Segment Start: Entries supplied

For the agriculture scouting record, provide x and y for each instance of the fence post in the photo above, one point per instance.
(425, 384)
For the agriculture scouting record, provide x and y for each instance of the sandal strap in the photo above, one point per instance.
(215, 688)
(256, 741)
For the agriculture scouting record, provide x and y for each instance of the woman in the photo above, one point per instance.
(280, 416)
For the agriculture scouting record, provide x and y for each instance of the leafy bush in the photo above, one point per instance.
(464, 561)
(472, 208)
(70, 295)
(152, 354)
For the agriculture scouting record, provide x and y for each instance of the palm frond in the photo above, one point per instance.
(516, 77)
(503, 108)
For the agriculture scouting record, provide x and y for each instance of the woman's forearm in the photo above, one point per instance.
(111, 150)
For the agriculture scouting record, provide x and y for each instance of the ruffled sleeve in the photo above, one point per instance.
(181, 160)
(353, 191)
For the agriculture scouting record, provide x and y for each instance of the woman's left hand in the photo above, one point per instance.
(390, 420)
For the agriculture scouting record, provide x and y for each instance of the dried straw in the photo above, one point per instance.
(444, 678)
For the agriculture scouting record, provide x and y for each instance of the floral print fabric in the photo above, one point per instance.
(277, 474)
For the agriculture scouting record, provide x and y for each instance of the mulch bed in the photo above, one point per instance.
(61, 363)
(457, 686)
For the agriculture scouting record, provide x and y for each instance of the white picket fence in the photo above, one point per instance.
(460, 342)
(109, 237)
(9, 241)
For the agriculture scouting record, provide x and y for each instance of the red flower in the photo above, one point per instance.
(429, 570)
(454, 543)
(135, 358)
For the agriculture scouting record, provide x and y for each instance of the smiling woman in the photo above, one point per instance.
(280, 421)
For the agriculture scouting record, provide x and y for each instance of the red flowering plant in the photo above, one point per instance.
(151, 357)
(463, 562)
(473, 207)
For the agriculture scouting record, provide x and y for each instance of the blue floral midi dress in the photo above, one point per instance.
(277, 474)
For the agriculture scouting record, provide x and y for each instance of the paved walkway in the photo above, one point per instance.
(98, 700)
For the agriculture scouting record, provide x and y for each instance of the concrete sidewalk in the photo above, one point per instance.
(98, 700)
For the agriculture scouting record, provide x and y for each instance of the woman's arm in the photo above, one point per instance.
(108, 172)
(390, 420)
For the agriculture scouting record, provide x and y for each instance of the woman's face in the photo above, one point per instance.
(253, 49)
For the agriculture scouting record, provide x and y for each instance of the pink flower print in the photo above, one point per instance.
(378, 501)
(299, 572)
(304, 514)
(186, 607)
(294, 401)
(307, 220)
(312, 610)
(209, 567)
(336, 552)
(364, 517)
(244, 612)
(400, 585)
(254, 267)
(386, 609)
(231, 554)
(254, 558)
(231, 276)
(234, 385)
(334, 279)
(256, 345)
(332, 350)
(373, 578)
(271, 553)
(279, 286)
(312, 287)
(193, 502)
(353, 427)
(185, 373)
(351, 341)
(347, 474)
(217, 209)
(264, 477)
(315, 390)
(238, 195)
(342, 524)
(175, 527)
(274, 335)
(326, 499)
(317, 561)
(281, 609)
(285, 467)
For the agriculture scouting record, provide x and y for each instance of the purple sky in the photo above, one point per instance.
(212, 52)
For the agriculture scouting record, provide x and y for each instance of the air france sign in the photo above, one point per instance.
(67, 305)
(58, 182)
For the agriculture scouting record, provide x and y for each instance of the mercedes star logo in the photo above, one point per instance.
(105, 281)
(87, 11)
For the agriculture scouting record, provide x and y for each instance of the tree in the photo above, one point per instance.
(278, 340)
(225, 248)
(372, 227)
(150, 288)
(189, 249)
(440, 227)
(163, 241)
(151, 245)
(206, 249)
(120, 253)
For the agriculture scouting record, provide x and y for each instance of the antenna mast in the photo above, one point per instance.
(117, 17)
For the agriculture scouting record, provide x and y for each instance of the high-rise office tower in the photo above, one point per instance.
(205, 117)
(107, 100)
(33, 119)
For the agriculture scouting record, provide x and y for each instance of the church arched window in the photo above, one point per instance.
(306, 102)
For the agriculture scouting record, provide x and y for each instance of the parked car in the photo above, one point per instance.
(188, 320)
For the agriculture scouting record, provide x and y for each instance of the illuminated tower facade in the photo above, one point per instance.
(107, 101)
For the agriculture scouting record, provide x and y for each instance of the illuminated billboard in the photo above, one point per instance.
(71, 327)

Segment End: Entries supplied

The problem
From the data above, give every line again exactly as it appears.

Answer for this exercise
For the agriculture scouting record, provide x and y for each instance of the fence post in the photo above, one point per instance.
(425, 384)
For the agriculture scouting record, provide x and y for each instance of the sandal strap in the photo above, one point per instance.
(215, 688)
(256, 741)
For the agriculture scouting record, provide x and y for each instance of the woman in the photo above, one point per instance.
(280, 416)
For the agriculture scouting record, provide x and y for each instance of the leafy bush in the photo above, one point per instance.
(464, 561)
(472, 208)
(70, 295)
(152, 354)
For the agriculture scouting record, provide x and y for each instance of the palm frond in the photo above, one point per instance.
(516, 77)
(503, 108)
For the agriculture scouting record, provide x and y for each instance of the woman's forearm in the photo above, one point per instance.
(111, 150)
For the agriculture scouting record, provide x and y for each instance of the ruffled sleeve in the photo above, one point per instance.
(181, 160)
(353, 191)
For the agriculture scouting record, provide x and y for each instance of the woman's left hand in the photo above, one point per instance.
(390, 420)
For the agriculture scouting record, provide x and y for each instance of the dried straw in the photo above, one point per instance.
(444, 678)
For the agriculture scouting record, provide x and y for each instance of the floral print fabric in the photo above, one point per instance.
(277, 474)
For the agriculture scouting record, provide x and y for each instance of the mulch bed in the photo above, one point per instance.
(61, 363)
(457, 686)
For the agriculture scouting record, provide x and y for each instance of the white picket fence in the photo above, one point per instance.
(460, 342)
(109, 237)
(9, 241)
For the agriculture scouting record, provide x and y for each instance of the red flower in the photo above, one point per instance.
(429, 570)
(454, 543)
(135, 358)
For the agriculture scouting record, provide x and y for each instance of the smiling woman in the photo above, one point per instance.
(280, 421)
For the agriculture scouting record, provide x and y for each instance of the red flowering plant in the photo above, one point per instance.
(151, 357)
(463, 562)
(473, 207)
For the agriculture scouting record, provide x and y for each instance of the blue floral midi dress in the photo above, one point per instance.
(277, 474)
For the agriculture scouting record, provide x and y for each instance of the paved walkway in the photo above, one point per instance.
(98, 700)
For the agriculture scouting record, provide x and y for each instance of the concrete sidewalk in the photo above, one point per instance.
(98, 700)
For the agriculture scouting record, provide x and y for each instance of the woman's arm in the photo above, one point per instance.
(108, 172)
(390, 420)
For the agriculture scouting record, provide x and y for each instance of the woman's face in the photo above, one point per instance.
(253, 49)
For the agriculture scouting record, provide x and y for each instance of the pink flower print in the photo above, one point per instance.
(378, 501)
(299, 572)
(304, 514)
(186, 607)
(294, 401)
(307, 220)
(312, 610)
(209, 567)
(336, 552)
(364, 517)
(244, 612)
(400, 585)
(254, 267)
(386, 609)
(231, 554)
(254, 558)
(231, 276)
(234, 385)
(334, 279)
(256, 345)
(332, 350)
(373, 578)
(271, 553)
(279, 286)
(312, 287)
(193, 502)
(353, 427)
(185, 373)
(351, 341)
(347, 474)
(217, 209)
(264, 477)
(315, 390)
(238, 195)
(342, 524)
(175, 527)
(274, 335)
(326, 499)
(317, 561)
(281, 609)
(285, 467)
For the agriculture scouting record, provide x and y for each instance of the purple sky in the photo above, one point per instance.
(212, 52)
For the agriculture scouting record, provide x and y for each instance of the air france sign in the photo above, one point per instance.
(67, 305)
(58, 182)
For the agriculture scouting record, provide x and y for each instance of the mercedes star logo in the photo above, one point per instance.
(105, 281)
(87, 11)
For the agriculture scouting record, provide x and y for each instance of the tree in the photo above, one point per instance.
(278, 340)
(225, 248)
(372, 227)
(150, 288)
(189, 249)
(440, 227)
(163, 241)
(151, 245)
(206, 249)
(120, 253)
For the agriculture scouting record, provide x and y for each instance of the antenna mast in the photo above, one point per instance.
(117, 17)
For the agriculture scouting record, provide x and y for each instance of the high-rise office tower in the photo above, one point per instance.
(205, 117)
(107, 100)
(33, 119)
For the agriculture scouting record, provide x and y for each instance of the church arched window in the photo above, one point per instance.
(306, 102)
For the agriculture scouting record, provide x and y for each instance of the parked car in the photo above, one point per instance.
(188, 320)
For the agriculture scouting record, provide x and y for each instance of the illuminated tower facade in the photo above, one point per instance.
(107, 101)
For the agriculture scouting record, provide x and y for each instance of the illuminated billboard in the photo above, one point per instance.
(71, 327)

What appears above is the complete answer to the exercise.